- Dataset rows:
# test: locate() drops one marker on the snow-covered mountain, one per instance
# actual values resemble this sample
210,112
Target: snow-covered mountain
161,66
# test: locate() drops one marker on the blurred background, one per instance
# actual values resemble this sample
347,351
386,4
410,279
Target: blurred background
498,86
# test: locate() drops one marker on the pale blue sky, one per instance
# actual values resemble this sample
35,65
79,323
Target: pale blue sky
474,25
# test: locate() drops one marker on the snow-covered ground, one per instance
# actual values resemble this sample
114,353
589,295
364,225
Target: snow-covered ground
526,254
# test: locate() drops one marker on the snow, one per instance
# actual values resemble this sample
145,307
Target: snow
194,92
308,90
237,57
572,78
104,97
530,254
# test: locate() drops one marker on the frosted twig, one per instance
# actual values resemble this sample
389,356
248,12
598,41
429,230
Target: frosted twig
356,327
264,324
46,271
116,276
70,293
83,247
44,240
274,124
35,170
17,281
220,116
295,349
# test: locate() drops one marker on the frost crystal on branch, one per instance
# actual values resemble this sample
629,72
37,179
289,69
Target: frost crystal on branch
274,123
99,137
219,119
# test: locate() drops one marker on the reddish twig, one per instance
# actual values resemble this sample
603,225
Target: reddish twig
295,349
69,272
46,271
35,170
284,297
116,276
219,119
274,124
...
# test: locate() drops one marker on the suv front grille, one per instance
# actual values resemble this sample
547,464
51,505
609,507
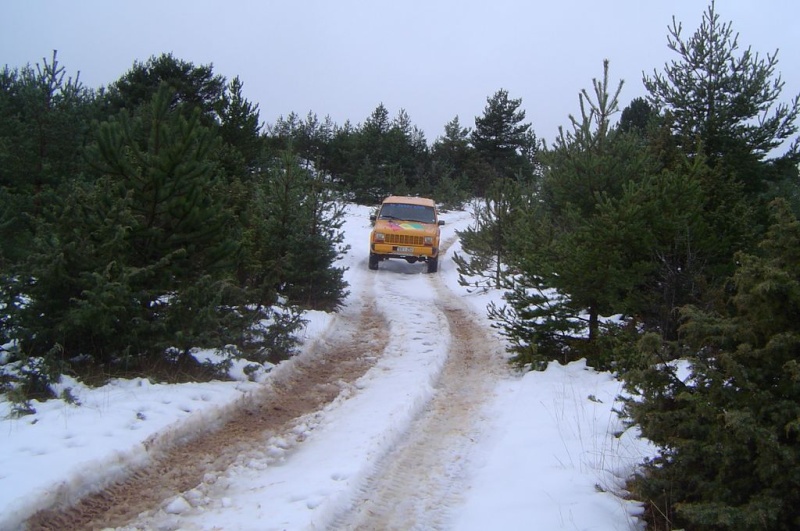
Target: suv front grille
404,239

- The exercise: Pull out each row above that contains the string "front", treating uppercase and lowercase as different.

- Answer to the exercise:
# test: locate() drops one marker on the suv front grille, one per instance
Target: suv front grille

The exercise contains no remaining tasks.